#### GIVEN PASSAGE

A person’s taste in music can reveal a lot about them. And, of course, your neighbors always have a similar tune playing. You’ve seen it in movies, and even your parents always looked critically at people with long hair and reggae music.
Another clue to support your suspicions is that reggae music always plays at the same time in your neighbors’ place. As soon as the first notes of “Stop That Train” start playing, you think to yourself, “Only unconventional people listen to reggae!” They must be stoners!
7. The Power of Wardrobe: How Clothing Shapes Our Impression
Whether it’s about hemp or jute, stoners love the casual style. Their pants are loose and not as tight-fitting as you prefer. Your carefree neighbors walk around as if they were at a carnival party in Jamaica.
Stoners have perfected the art of layering and wear it all year round, not just in winter. They stack vest upon vest and sloppily pull their hoods down low over their faces. Their relaxed style spoils your mood. You wonder if it’s because of the weed? All these questions occupy your mind as you ponder the world, dressed in leather pants and a dirndl. For you, clothing serves as a means to categorize and evaluate people. Anything else is anarchy! Since your neighbors obviously don’t conform to that norm, they must be stoners, according to your assumption.
8. The Connection Between Stoners and Dreadlocks: Stereotype or Reality?
This prejudice is probably as old as the stereotypes about stoners themselves. In your hometown, people with dreadlocks were derogatorily referred to as “hair pigs.” As a young boy, you already enjoyed gossiping and mocking others. It was better that others were targeted and not you. As long as others were mocked because of their hairstyle, you remained unscathed.
So, during your first encounter with your new neighbors, you already knew that they were not averse to hashish. Why else would someone wear dreadlocks if not as a homage to Bob Marley? Since the debate on cultural appropriation, dreadlocks are not as common anymore. Perhaps they have simply gone out of fashion as well. Nevertheless, some stoners persistently cling to their own stereotype of identity. For you, the dreadlocks of your neighbors are a definite indication. They have unconventional hair, so they must be stoners!

########
#### AVAILABLE DATA

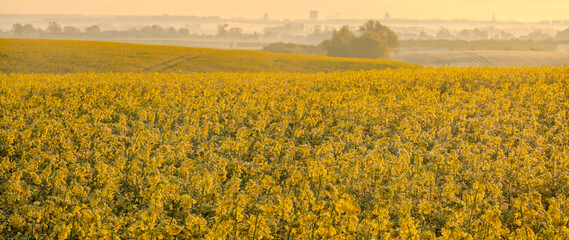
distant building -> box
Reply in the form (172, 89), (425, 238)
(310, 10), (318, 21)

########

- WORK TASK 1:
Return the passage on suspected stoner neighbors from "So, during your" to "so they must be stoners!".
- WORK TASK 2:
Supply the next part of the passage on suspected stoner neighbors, beginning after its final sentence.
The lines have no connection to the passage on suspected stoner neighbors.

- TASK ANSWER 1:
So, during your first encounter with your new neighbors, you already knew that they were not averse to hashish. Why else would someone wear dreadlocks if not as a homage to Bob Marley? Since the debate on cultural appropriation, dreadlocks are not as common anymore. Perhaps they have simply gone out of fashion as well. Nevertheless, some stoners persistently cling to their own stereotype of identity. For you, the dreadlocks of your neighbors are a definite indication. They have unconventional hair, so they must be stoners!

- TASK ANSWER 2:
9. Joy and Liveliness: The Magic of Positive Mood
It’s one of those weekday evenings again when your neighbors have visitors. You’re sitting alone in your apartment, and suddenly their laughter seeps through the wall to reach you. It’s contagious and escalates into a full-blown fit of laughter. It sounds entertaining. You briefly entertain the thought of trying out smoking weed as well. But you quickly dismiss those thoughts and instead grab a beer from the fridge. As you sit there, sipping on your beer, you continue to hear their joyful laughter, jokes, and lively conversations in the background. But what are they actually laughing about? You wonder if anyone in our world who laughs can still be in their right mind. You come to the conclusion that they must be stoners.
10. The Preference of Stoners for Stickers: A Colorful Form of Expression
It immediately catches your attention as you leave the house. No wonder, you consider yourself the secret Batman of the residential complex – a vigilant guardian who always keeps a close eye on everything. With keen eyes, you spot a new sticker on your neighbors’ door. To your annoyance, it even carries a message that gets on your nerves: “Save the environment!” it boldly states.
The multitude of environmental stickers and occasional political statements, like the green cannabis leaf, are a source of irritation for you and a clear indication, according to your perspective. In your view, anyone who covers their door with stickers cannot be a decent person. You feel validated in your prejudices. What you suspected from the beginning seems to be proving true: they must be stoners!